## [LISTED RECORDS]
- - - - - - -

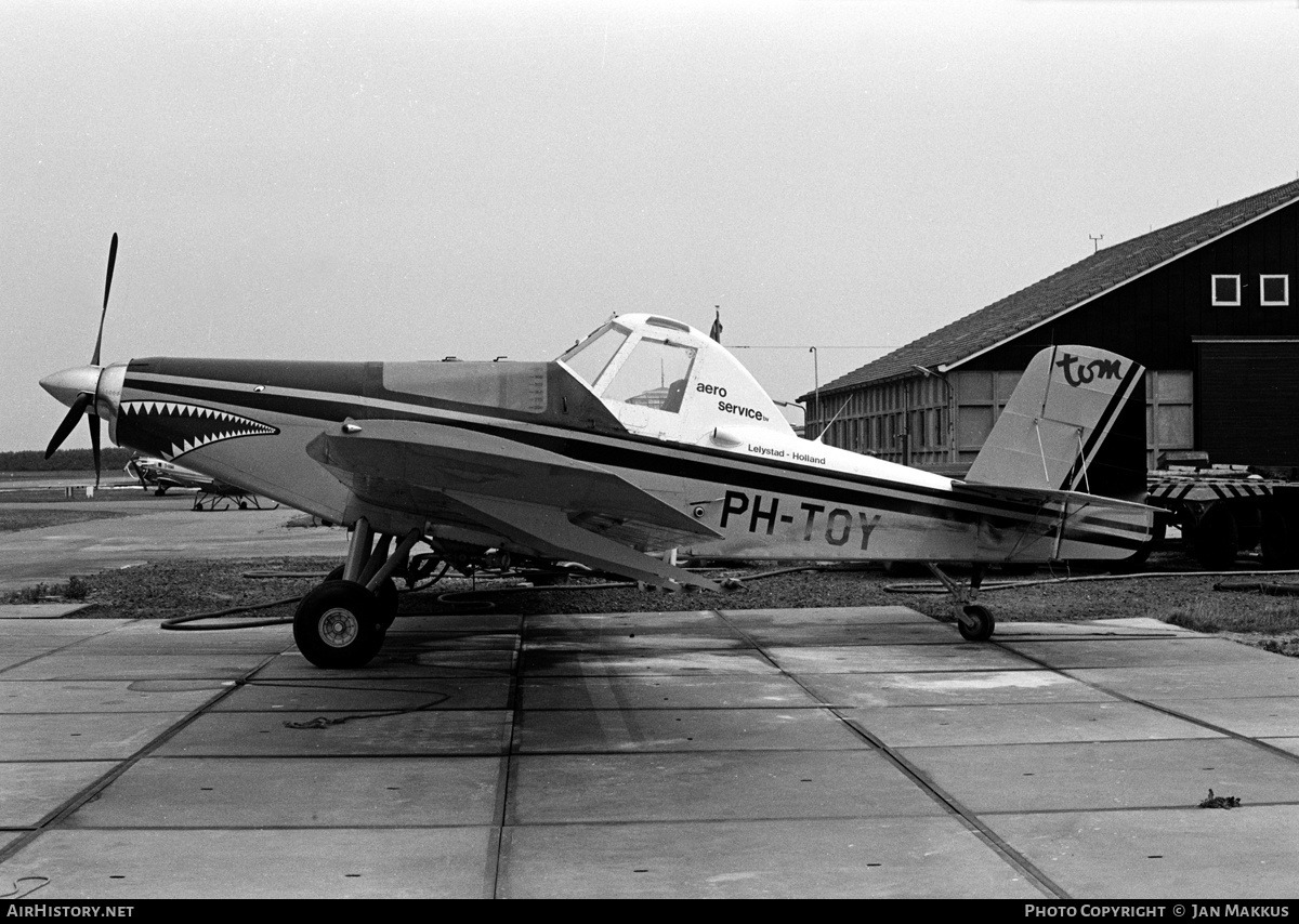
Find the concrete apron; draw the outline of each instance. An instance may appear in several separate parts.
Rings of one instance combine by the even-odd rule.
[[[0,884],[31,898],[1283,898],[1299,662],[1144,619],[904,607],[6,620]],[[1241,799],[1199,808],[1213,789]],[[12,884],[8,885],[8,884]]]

- - - - - - -

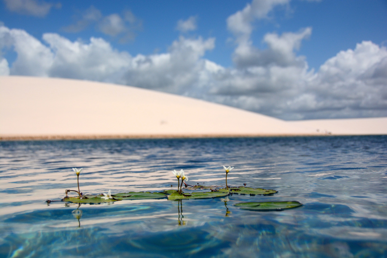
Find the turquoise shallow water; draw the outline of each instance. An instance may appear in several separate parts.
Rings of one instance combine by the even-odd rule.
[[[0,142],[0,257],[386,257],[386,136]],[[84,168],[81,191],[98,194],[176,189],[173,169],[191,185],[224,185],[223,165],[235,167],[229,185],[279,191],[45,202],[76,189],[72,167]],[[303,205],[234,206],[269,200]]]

- - - - - - -

## [TASK REQUIREMENTS]
Tally the lines of the data above that contain the string "instance", with case counting. Reply with the number only.

## [FINISHED ANSWER]
4